WHAT IS REQUIRED
As you work through the listing, transcribe every line exactly as it reads.

---------------

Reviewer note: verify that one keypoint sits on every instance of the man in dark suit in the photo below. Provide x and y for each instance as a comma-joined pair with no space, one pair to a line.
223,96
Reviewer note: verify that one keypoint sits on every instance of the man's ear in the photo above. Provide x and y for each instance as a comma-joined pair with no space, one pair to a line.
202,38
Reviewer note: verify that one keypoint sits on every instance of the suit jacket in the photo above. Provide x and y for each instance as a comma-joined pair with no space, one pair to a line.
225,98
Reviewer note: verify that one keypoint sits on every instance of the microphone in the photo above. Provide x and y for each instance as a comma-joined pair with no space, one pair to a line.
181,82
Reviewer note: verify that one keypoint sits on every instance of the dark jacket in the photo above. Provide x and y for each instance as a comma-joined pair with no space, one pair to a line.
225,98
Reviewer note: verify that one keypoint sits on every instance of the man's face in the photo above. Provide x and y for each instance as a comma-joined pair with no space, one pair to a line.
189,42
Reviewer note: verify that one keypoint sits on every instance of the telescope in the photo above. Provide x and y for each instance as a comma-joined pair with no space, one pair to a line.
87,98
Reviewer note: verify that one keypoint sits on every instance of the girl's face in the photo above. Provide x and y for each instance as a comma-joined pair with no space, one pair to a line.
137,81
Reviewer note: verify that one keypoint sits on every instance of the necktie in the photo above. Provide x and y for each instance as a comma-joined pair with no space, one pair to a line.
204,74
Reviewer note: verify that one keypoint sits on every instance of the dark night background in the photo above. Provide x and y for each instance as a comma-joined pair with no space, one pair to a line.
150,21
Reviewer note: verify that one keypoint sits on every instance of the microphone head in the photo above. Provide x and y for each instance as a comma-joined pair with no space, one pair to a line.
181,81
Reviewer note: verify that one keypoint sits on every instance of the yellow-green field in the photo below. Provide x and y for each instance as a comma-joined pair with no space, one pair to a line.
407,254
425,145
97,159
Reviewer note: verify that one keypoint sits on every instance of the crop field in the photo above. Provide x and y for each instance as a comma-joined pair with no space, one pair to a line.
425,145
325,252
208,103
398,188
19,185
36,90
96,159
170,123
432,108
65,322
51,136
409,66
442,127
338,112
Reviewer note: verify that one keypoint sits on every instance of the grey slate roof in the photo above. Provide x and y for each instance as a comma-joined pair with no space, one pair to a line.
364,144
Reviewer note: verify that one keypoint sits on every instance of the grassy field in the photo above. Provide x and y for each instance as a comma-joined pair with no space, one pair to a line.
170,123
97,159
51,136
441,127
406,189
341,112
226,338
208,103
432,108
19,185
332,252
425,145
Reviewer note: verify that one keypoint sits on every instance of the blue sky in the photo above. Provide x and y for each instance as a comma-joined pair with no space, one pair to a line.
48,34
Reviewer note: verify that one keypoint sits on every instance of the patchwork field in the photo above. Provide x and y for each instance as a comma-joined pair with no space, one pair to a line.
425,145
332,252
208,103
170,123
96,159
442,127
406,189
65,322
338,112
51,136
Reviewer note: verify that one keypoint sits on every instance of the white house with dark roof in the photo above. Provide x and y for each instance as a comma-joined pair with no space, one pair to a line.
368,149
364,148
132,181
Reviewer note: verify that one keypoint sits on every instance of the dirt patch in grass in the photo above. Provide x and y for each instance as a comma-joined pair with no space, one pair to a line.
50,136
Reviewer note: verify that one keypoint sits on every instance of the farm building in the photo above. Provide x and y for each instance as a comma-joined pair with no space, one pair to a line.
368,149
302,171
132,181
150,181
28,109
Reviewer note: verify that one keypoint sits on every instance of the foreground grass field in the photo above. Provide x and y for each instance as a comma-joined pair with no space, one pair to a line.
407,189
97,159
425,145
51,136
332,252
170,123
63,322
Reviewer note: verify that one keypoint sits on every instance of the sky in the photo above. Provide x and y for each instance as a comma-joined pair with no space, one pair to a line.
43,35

---------------

RESPONSE AREA
Reviewer note: verify that one keypoint sits on every instance of the man in dark suit in the photo below. Provide x and y for each instance as a comma-joined pair with no space, one pair to a line.
223,96
Reviewer note: verify that one keypoint sits on every instance of the man's ear in the photo above. Provide x and y for each instance as a comma-joined pair with no space, one pair to a line.
202,38
Reviewer note: verify that one keypoint sits on every instance of the suit jacket in the photo above. Provide x and y for each instance as a comma-joined pair with no space, one pair to a line.
225,98
Reviewer note: verify that one keypoint sits on every instance of the microphone in the photo above. Provide x and y for each instance as a comma-joined pair with no space, one pair to a line.
181,82
Reviewer note: verify that one keypoint sits on every instance of the dark jacket in the photo above. Provide x and y for each instance as a comma-joined pair with no space, one pair to a line.
225,98
Reviewer note: verify that one keypoint sits on every instance of the man's face in the photo above. Provide x and y for each instance as a comma-joined pair with no space, one pair to a line.
189,42
Reviewer note: verify that one keypoint sits on every instance of the telescope in the photo above. Provide x and y for each instance as a comma-joined pair with no space, one pair to a line.
87,98
Reviewer note: verify that one keypoint sits on every instance of the girl's face in the photo above. Provide x and y for each instance as a comma-joined pair with no space, one pair to a line.
137,81
Reviewer note: verify that one keypoint sits on every instance of the necktie in the photo above. Provide x and y for each instance as a comma-joined pair with no space, one pair to a line.
204,74
Reviewer note: verify that one keypoint sits on every instance of the dark night background in the photo above. Provide x and y for each instance as a comma-joined pair with no space, one pair to a line.
150,21
Reviewer note: verify that one keypoint sits on every instance of the microphone head in the photo above. Provide x and y for each instance as a comma-joined pair with no space, one pair to a line.
181,81
Reviewer note: verify that one keypoint sits on every instance of the yellow-green field in the photo below. Provide x and y for each instance as a comma-joined pair with no space, one pair to a line.
407,254
425,145
97,159
Reviewer note: verify that one keypoint sits on every instance of the crop field in the photo above. Provide x and y for each instance as a comma-joined pair with no space, one pair to a line.
425,145
325,252
208,103
398,188
19,185
36,90
96,159
170,123
432,108
65,322
51,136
409,66
442,127
338,112
Reviewer note: verify that one keypoint sits on every instance of the grey slate roof in the photo above. Provide x and y for each instance as a comma-joined pair with no space, one pair to a line.
364,144
Reviewer note: verify that one keypoint sits on every instance of the grassy field in the photo above. Provide x and y for each instance as a comma-joined pair with no space, one pair to a line.
170,123
97,159
51,136
441,127
406,189
341,112
226,338
208,103
432,108
19,185
332,252
425,145
Reviewer note: verify that one keypoint sits on every instance of the blue sky in the photo above. Provide x and y for each instance as a comma-joined pair with no space, one pair to a line.
48,34
Reviewer note: verify that one keypoint sits on every instance of the patchwork field in the photo above. Provide x and y for each instance as a comma-joined pair with no space, one pair to a line.
425,145
332,252
208,103
170,123
96,159
442,127
406,189
65,322
338,112
51,136
Reviewer note: verify that one keypoint sits on every instance of the white house with dark roof in the photo above. Provide x and y for each instance as a comma-joined pair with no space, one pair to a line.
368,149
364,148
132,181
Reviewer note: verify that one keypoint sits on every instance of the dirt patch in grass in the photo above. Provide x and y for each instance as a comma-joined pair with no space, one pair to a line.
50,136
Reviewer note: verify that one keypoint sits on every instance of the farm building in the photo above. Provide x and y for each instance as a comma-joined pair with no space, one pair to a line.
368,149
302,171
132,181
150,181
28,109
Reviewer note: verify that one keypoint sits on every instance of the foreground grass field in the photo above. Provide x and y for each instance as a comma-joined pair with no space, one pair to a line.
407,189
97,159
425,145
51,136
332,252
170,123
63,322
Reviewer note: verify that one keypoint sits on every instance of the sky in the photo above. Provide x and y for each instance as a comma-joined pair with no space, one pair to a line.
43,35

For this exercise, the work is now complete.